- _Selected excerpt_:

====

Location
- 418 South Sligo St. Cortez, Colorado 81321 United States

Information
- Type: Public high school
- School district: Montezuma-Cortez School District RE-1
- CEEB code: 060305
- Principal: Eric Chandler
- Teaching staff: 37.22 (FTE)
- Grades: 9–12
- Enrollment: 601 (2023-2024)
- Student to teacher ratio: 16.15
- Colors: Orange, black, white
- Athletics conference: CHSAA 3A Western Slope
- Mascot: Panther
- Website: www.cortez.k12.co.us/our-schools/mchs

= Montezuma-Cortez High School =

Public high school in Colorado, United States

Montezuma-Cortez High School (M-CHS) is a public senior high school in Cortez, Colorado, United States. It is part of the Montezuma-Cortez School District RE-1 and serves students in grades 9 through 12.

== History ==
The first high school in Cortez was built in 1909. In 1946, Cortez School (known also as the Calkins School) became a junior high school when Montezuma County High School opened. A new high school campus was constructed on a 14-acre site in 1967, and the former building became the middle school. The Calkins School, an earlier structure, was repurposed for administrative use. In December 2013, construction began on a new $33.9 million high school building, completed in 2015 on a 35-acre site with funding from state and local sources.

====

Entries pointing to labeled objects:
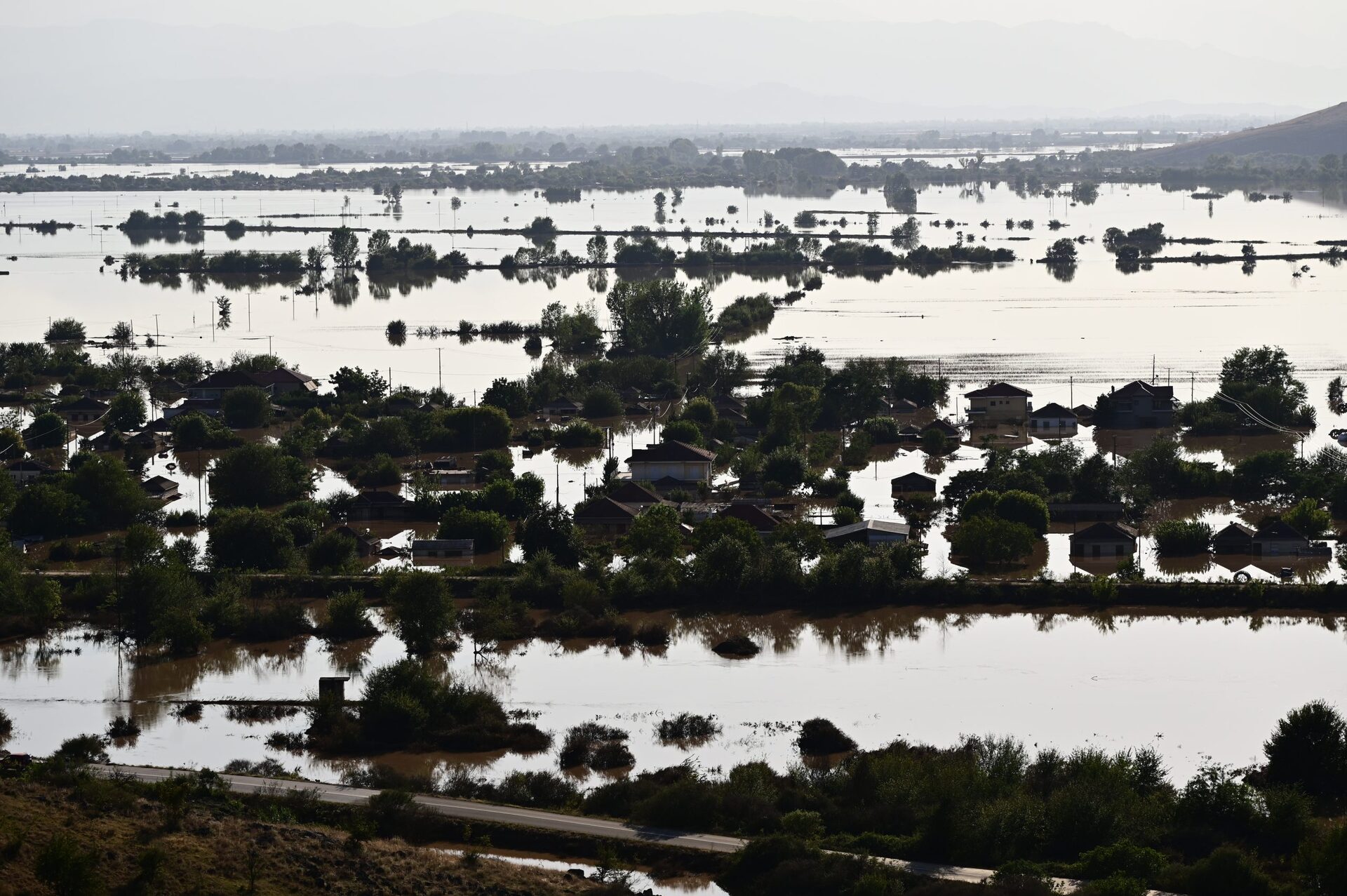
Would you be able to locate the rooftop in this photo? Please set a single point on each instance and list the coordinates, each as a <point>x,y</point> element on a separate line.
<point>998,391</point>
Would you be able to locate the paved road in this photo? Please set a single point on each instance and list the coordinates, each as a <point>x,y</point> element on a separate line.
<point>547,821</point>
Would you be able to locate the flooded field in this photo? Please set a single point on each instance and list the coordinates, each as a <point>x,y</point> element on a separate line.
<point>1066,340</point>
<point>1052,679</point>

====

- _Tasks to perform_:
(a) Answer these about the Montezuma-Cortez High School article:
(i) What is the school's mascot?
(ii) In what year was the first high school in Cortez built?
(iii) How large is the site of the building completed in 2015?
(b) Resume the Montezuma-Cortez High School article, picking up after its last sentence.
These lines stand apart from the Montezuma-Cortez High School article.

- _The replies_:
(a)
(i) Panther
(ii) 1909
(iii) 35 acres

(b)
==Athletics==
MCHS competes in the Colorado High School Activities Association (CHSAA), primarily in the 3A classification. Sports offered include basketball, football, soccer, baseball, volleyball, and track & field. In football and soccer, MCHS competes in the 3A Western Slope Conference.

=== State championships ===

The school has won three CHSAA-sanctioned state championships.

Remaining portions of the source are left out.